*** SOURCE MATERIAL ***

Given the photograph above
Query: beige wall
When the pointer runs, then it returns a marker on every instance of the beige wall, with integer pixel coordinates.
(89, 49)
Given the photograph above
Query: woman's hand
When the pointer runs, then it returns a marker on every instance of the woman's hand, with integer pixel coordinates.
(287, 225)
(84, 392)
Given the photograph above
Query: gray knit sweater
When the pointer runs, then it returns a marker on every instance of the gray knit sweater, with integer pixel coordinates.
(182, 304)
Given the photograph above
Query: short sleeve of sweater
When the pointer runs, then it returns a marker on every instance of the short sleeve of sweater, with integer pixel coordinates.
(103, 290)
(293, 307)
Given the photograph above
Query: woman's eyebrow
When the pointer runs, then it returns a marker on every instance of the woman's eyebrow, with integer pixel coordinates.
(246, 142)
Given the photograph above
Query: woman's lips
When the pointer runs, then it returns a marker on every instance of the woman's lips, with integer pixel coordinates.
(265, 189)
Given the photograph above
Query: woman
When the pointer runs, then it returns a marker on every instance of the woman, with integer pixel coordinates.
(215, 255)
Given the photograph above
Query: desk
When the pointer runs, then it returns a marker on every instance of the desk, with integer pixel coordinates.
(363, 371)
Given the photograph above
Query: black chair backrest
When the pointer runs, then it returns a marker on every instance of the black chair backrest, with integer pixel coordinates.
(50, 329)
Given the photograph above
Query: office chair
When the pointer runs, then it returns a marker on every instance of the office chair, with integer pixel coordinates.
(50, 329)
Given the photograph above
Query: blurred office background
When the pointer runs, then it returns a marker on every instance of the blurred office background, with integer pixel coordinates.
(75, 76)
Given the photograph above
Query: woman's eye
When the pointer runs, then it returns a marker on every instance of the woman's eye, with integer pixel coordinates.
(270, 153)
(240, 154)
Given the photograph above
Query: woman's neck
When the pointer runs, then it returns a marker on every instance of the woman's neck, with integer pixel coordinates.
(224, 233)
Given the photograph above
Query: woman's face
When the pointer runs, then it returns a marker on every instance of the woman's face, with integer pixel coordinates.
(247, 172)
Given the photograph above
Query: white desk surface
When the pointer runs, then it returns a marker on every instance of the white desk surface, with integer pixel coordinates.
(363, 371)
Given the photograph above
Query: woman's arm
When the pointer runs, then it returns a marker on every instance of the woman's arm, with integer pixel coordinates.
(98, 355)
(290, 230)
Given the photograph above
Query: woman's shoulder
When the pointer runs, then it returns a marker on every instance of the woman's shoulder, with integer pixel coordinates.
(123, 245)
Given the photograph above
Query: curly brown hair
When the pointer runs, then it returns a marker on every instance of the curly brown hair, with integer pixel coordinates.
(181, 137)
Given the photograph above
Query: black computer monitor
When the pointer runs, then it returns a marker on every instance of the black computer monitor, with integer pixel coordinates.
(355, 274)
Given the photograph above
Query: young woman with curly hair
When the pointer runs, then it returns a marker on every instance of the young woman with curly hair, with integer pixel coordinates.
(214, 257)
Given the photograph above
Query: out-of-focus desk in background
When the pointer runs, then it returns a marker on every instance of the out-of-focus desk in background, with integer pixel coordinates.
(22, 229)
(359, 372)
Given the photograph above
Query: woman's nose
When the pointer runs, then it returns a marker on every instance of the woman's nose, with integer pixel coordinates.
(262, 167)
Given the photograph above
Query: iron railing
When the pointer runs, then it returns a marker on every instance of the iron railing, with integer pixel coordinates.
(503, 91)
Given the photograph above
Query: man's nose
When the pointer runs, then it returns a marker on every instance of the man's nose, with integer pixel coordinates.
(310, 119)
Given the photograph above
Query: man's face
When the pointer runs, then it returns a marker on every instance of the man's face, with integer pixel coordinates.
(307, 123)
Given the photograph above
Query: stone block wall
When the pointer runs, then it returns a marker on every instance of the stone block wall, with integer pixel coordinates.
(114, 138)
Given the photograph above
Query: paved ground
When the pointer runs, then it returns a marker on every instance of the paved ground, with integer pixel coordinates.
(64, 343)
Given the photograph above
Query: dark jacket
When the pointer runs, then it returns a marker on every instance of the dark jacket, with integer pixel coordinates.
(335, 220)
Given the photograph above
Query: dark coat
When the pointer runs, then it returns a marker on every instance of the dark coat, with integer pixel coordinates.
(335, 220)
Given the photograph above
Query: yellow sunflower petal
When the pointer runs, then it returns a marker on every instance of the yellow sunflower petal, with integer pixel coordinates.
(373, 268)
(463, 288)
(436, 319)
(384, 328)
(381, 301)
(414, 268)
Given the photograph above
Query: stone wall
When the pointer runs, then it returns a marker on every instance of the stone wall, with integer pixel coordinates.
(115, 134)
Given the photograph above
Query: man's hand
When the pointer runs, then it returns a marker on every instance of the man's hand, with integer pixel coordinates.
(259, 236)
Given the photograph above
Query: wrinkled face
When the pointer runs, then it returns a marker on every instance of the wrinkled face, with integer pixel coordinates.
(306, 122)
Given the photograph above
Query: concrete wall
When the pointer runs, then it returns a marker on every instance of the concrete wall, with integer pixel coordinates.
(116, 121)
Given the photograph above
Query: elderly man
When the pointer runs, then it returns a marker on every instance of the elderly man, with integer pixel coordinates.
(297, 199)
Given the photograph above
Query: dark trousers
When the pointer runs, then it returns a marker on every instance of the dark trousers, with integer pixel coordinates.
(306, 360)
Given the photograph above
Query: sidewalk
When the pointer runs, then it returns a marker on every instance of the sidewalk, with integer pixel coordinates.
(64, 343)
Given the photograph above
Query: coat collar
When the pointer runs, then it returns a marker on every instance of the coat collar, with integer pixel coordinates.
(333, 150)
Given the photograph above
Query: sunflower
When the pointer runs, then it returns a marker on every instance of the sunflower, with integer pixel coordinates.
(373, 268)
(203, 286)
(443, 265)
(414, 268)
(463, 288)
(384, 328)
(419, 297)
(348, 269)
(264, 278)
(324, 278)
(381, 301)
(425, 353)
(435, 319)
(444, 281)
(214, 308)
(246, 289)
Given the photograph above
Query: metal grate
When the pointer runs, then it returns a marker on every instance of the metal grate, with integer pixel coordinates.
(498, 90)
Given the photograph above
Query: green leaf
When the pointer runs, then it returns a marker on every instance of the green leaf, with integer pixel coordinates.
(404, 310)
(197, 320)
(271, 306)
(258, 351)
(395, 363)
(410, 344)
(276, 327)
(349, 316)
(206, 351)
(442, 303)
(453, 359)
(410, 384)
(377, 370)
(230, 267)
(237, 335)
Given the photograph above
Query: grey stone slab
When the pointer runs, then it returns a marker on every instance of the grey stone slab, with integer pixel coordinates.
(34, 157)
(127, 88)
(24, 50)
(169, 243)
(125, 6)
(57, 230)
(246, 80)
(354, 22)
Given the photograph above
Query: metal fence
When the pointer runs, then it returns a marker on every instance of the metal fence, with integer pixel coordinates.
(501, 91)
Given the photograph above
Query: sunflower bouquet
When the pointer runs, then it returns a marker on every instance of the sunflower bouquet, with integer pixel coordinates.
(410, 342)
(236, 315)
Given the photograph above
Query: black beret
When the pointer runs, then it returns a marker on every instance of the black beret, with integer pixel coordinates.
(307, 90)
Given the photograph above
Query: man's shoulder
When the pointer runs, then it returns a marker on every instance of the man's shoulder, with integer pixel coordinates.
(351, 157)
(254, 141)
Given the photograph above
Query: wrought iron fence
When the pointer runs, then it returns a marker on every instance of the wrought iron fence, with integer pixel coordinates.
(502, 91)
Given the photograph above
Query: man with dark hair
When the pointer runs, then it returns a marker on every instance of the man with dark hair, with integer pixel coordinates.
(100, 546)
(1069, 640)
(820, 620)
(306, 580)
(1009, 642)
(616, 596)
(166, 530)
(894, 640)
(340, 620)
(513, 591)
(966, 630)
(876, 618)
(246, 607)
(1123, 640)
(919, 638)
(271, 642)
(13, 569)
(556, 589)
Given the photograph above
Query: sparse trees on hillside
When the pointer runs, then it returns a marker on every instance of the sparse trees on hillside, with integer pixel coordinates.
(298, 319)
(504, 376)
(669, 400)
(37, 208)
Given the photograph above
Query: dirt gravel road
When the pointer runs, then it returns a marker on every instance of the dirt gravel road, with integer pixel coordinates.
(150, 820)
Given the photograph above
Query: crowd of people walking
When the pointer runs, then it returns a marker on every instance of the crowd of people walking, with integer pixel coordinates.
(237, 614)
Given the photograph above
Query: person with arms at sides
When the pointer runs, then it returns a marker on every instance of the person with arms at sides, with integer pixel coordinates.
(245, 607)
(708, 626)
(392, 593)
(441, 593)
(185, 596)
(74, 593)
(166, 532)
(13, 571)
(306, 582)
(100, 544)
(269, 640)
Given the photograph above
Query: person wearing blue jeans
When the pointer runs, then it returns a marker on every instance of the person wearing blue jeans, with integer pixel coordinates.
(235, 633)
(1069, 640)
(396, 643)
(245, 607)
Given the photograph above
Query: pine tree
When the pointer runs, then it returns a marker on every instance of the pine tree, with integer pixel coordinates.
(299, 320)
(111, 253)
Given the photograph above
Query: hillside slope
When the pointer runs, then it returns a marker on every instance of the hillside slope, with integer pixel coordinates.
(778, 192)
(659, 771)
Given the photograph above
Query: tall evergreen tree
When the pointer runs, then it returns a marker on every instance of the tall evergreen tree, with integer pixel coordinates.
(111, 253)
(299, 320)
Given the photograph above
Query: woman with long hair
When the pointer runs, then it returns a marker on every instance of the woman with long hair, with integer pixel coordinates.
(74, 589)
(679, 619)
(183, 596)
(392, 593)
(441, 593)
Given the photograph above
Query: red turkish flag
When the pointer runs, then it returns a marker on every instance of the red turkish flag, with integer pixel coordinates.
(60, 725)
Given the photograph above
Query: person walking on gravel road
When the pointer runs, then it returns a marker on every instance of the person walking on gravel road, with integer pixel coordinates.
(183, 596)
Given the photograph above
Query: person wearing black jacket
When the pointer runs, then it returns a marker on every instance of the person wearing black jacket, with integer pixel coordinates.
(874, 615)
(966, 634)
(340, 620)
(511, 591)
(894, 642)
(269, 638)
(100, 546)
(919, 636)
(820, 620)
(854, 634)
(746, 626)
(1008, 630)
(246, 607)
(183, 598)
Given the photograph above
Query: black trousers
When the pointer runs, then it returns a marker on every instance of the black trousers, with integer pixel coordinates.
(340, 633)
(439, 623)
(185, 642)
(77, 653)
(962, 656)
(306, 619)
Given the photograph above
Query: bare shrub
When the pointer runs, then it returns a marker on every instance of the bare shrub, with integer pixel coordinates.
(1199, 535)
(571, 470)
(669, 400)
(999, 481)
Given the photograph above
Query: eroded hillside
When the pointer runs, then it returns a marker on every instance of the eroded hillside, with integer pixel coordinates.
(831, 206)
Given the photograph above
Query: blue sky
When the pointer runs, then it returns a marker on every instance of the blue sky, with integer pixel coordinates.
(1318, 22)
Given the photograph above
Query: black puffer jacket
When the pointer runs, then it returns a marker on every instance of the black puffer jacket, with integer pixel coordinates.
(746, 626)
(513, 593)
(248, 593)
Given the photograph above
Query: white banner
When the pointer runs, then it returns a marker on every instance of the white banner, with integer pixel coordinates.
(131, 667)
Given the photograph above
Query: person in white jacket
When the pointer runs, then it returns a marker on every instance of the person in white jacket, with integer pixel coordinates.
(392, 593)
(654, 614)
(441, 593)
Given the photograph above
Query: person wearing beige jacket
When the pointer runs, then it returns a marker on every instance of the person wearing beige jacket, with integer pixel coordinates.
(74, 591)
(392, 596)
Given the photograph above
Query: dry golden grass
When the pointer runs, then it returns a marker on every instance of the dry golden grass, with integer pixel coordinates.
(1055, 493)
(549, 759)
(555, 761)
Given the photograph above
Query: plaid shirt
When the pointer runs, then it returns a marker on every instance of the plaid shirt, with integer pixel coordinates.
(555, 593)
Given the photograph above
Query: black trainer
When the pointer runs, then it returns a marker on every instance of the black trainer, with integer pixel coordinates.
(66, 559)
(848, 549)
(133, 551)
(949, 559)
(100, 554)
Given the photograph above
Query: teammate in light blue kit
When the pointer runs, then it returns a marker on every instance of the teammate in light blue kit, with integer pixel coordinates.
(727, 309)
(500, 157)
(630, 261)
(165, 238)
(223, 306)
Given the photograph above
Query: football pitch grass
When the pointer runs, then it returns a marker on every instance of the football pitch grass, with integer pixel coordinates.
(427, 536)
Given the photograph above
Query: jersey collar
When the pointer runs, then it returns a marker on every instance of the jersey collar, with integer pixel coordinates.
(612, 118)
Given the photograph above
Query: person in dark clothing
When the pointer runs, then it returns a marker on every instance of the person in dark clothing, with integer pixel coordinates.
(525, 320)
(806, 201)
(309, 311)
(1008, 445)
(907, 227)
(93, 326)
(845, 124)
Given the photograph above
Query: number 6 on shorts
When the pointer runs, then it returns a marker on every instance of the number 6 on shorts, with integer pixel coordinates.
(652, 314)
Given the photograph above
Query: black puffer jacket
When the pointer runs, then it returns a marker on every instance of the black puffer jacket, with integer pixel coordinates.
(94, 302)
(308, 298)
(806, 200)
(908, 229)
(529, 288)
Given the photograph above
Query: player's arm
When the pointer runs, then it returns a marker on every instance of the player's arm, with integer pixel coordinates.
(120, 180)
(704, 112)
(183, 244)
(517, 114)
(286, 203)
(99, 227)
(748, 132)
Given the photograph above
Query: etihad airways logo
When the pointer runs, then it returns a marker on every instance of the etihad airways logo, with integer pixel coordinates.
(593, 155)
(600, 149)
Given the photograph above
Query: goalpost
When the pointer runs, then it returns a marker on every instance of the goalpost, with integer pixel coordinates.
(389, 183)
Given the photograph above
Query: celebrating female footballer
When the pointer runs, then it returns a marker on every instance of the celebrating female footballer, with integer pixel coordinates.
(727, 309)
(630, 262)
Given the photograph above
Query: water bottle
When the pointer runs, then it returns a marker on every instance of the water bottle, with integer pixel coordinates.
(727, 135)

*** End of SOURCE MATERIAL ***

- TASK
In the entries above, find the line with "on hillside, with integer pixel coordinates." and the line with "Query: person wearing blue jeans", then restate word for word both of them and every line between, with nothing more.

- COMPLETED TASK
When the pointer runs, then it returns a marker on every instance of the sparse trees on hillside, with integer pixel coordinates.
(298, 319)
(504, 376)
(669, 400)
(37, 208)
Given the photograph above
Query: dirt gravel road
When the pointer runs, then it returns a marker on every instance of the dirt gravel road, with integer pixel coordinates.
(150, 820)
Given the photograph above
Query: crowd of people walking
When the pointer runs, then it returns a marker on every instance of the crowd of people walking, with integer pixel coordinates.
(237, 614)
Given the photograph above
Query: person with arms at sides
When the pointer runs, then it returns a marker on every instance of the person with arms at sides, with integer pixel coordinates.
(245, 607)
(708, 626)
(392, 593)
(441, 593)
(185, 596)
(74, 593)
(166, 532)
(13, 571)
(306, 582)
(100, 544)
(269, 640)
Given the photograph above
Query: person wearing blue jeans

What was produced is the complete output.